*Written task*
Repeat, exactly and completely, the entries shown underneath.

*Records shown*

□ □ □ □ □

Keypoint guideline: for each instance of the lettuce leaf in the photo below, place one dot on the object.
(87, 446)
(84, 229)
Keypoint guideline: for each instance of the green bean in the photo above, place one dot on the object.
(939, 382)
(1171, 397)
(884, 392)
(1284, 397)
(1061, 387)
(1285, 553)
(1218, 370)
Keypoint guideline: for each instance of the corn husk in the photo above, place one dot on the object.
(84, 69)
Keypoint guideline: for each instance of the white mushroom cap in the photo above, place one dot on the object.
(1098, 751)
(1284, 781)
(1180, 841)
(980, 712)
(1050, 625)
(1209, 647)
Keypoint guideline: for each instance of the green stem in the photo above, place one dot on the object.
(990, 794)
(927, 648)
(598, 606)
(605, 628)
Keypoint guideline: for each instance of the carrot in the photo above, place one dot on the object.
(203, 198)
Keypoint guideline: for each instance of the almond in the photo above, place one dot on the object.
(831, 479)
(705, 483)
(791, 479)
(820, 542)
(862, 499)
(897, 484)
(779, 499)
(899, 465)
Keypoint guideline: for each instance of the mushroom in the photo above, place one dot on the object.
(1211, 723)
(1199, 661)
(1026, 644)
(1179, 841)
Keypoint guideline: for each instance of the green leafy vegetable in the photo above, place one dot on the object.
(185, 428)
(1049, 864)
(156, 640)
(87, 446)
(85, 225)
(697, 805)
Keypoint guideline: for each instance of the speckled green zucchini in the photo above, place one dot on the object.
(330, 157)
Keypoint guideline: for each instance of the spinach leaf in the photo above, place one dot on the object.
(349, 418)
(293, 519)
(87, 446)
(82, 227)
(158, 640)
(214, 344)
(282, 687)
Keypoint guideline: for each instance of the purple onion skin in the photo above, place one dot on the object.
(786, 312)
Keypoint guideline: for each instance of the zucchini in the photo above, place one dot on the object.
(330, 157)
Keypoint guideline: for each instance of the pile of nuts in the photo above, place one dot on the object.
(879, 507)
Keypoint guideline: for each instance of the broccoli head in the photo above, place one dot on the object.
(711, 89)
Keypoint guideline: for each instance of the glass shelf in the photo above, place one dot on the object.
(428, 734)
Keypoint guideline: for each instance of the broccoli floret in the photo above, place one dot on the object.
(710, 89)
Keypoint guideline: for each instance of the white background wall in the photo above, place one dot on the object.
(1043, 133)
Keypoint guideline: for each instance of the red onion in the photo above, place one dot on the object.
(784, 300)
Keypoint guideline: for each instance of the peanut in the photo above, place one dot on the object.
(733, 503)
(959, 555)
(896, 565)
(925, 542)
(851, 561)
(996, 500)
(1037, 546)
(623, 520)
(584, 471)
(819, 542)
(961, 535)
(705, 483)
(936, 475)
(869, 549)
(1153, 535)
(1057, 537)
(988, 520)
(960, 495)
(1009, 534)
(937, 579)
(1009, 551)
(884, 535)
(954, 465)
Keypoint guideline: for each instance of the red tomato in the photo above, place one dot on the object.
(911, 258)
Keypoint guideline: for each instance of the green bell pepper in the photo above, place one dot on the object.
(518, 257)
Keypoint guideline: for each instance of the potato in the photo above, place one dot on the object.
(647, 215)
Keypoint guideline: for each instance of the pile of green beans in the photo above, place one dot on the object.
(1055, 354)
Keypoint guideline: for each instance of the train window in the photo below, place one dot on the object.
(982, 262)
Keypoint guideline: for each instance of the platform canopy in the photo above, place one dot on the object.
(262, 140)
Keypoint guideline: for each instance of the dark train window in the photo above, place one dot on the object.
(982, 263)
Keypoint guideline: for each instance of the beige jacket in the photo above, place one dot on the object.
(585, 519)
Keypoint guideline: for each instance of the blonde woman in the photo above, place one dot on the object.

□ □ □ □ □

*The reply*
Keypoint guideline: for each instance of the lettuce leaf in the photo below, place one dot on the object.
(87, 446)
(84, 229)
Keypoint guideline: for each instance of the green bean in the photo above, place one dot on the object.
(939, 382)
(1171, 397)
(884, 392)
(1284, 397)
(1061, 387)
(1285, 553)
(1218, 370)
Keypoint guideline: for each instance of the corn husk in the photo above, place one dot on the object.
(84, 69)
Keypoint guideline: for each instance of the white mushroom cap in the photo above, place one dot on the object.
(1098, 751)
(1284, 781)
(1180, 841)
(980, 712)
(1050, 625)
(1209, 647)
Keypoint guideline: for each instance of the green stem in the photo above, place one dot on the object.
(990, 794)
(927, 648)
(598, 606)
(605, 628)
Keypoint guideline: for each instance of the carrot in the photo above, place one dot on the object.
(203, 198)
Keypoint guideline: for each instance of the almond in the photo above, place one dot on the object.
(831, 479)
(705, 483)
(791, 479)
(820, 542)
(862, 499)
(897, 484)
(779, 499)
(899, 465)
Keypoint guideline: for each instance of the mushroom in the photo above, place one dot on the object.
(1211, 723)
(1199, 661)
(1026, 644)
(1179, 841)
Keypoint guideline: for each instance of the green leafy vegetable in the photo above, place one dot on the object.
(185, 428)
(1049, 864)
(156, 640)
(87, 446)
(85, 225)
(697, 805)
Keypoint guideline: for each instance of the speckled green zucchini in the photo above, place one dot on the object.
(330, 157)
Keypoint guideline: for each instance of the spinach leaf in the photo above, place one dot on the object.
(349, 418)
(293, 519)
(87, 446)
(82, 227)
(158, 640)
(214, 344)
(282, 687)
Keypoint guideline: for each instance of the purple onion skin in the photo above, place one dot on the object.
(786, 312)
Keypoint guideline: for each instance of the zucchini in the photo above, place one dot on the object.
(330, 157)
Keypoint guideline: for each instance of the pile of nuts in the photo above, place one dot on the object.
(879, 507)
Keypoint guideline: for each instance of the broccoli head in the photo above, place one dot on the object.
(711, 89)
Keypoint guideline: for each instance of the glass shelf in the photo above, place one dot on the object.
(428, 734)
Keypoint guideline: for each instance of the broccoli floret in the photo above, place one dot on the object.
(710, 89)
Keypoint guideline: for each instance of the white background wall in the photo above, place one dot on the object.
(1043, 133)
Keypoint guideline: for each instance of the red onion in the photo above, place one dot on the object.
(784, 300)
Keypoint guideline: for each instance of the peanut in the photo above, place one dot on the object.
(733, 503)
(959, 555)
(896, 565)
(925, 542)
(851, 561)
(996, 500)
(1037, 546)
(623, 520)
(584, 471)
(819, 542)
(961, 535)
(705, 483)
(936, 475)
(869, 549)
(1153, 535)
(1057, 537)
(988, 520)
(960, 495)
(1009, 534)
(937, 579)
(1009, 551)
(884, 535)
(954, 465)
Keypoint guideline: for each instance of the red tomato in the photo above, place one dot on the object.
(911, 258)
Keypoint guideline: for each instance of the green bell pepper in the photo above, place one dot on the object.
(518, 257)
Keypoint guideline: for each instance of the potato in the photo above, place one dot on the object.
(647, 215)
Keypoint guideline: for each instance of the pile of green beans in the photo above, place one dot on the object.
(1055, 354)
Keypoint guideline: for each instance of the train window in the photo below, place one dot on the object.
(982, 262)
Keypoint guideline: for each instance of the platform canopy in the photo above, place one dot on the object.
(262, 140)
Keypoint guideline: for each instance of the dark train window in the photo above, place one dot on the object.
(982, 263)
Keypoint guideline: for each instance of the beige jacket in the photo above, place one dot on the object.
(585, 519)
Keypoint guideline: for each instance of the blonde woman in the photo above, place one dot on the object.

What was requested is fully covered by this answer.